▶ WHAT YOU SHOULD DO
With the pictures left aside, write out the entries that follow exactly.
•••••
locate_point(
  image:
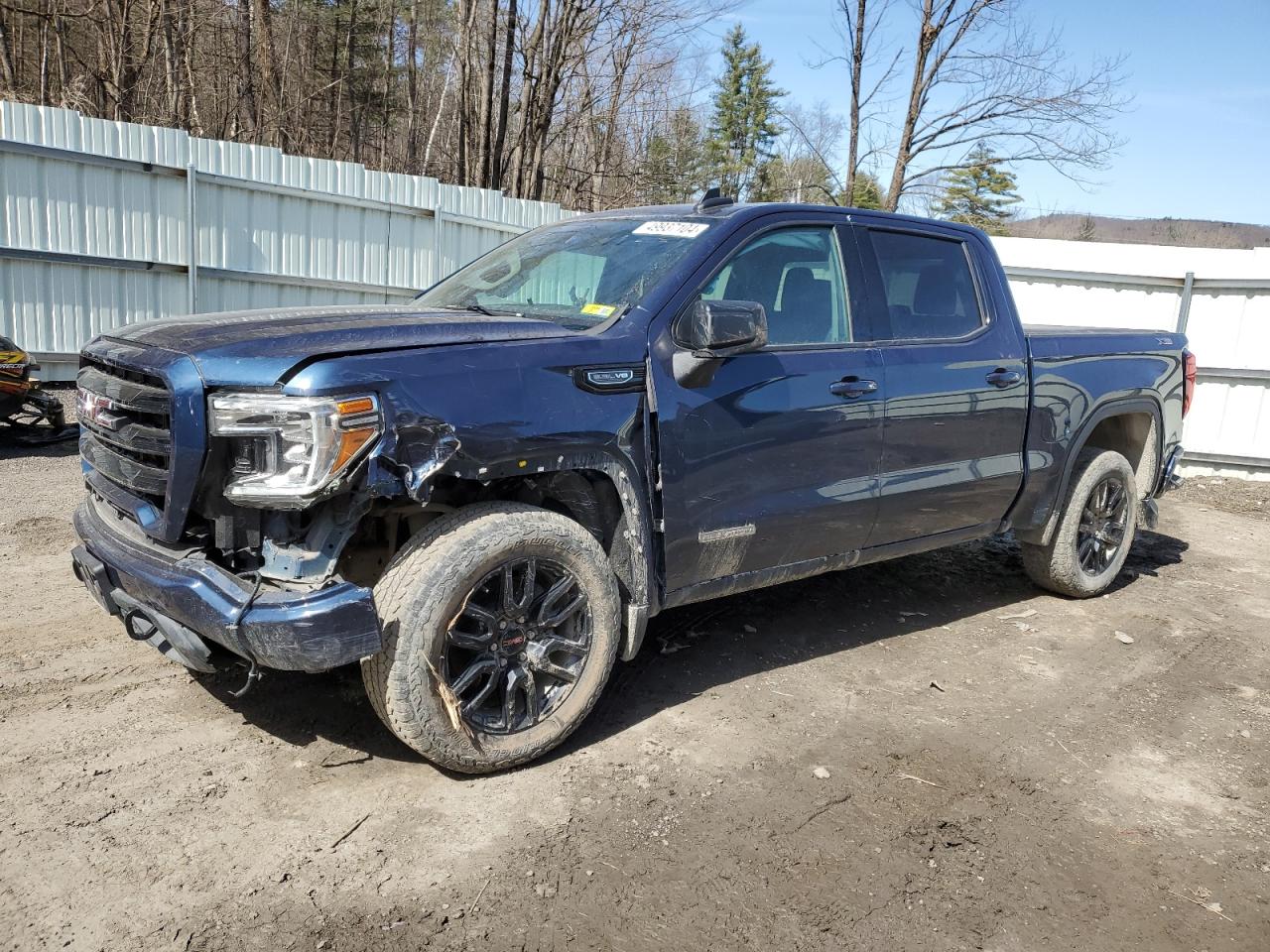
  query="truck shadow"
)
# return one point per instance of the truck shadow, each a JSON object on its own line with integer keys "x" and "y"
{"x": 693, "y": 651}
{"x": 689, "y": 652}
•••••
▶ THE ANSWER
locate_point(
  image:
  query="truck shadow"
)
# return one point per instance of the truck shadow, each a JSON object on its own line with integer keys "x" and "y"
{"x": 693, "y": 651}
{"x": 689, "y": 652}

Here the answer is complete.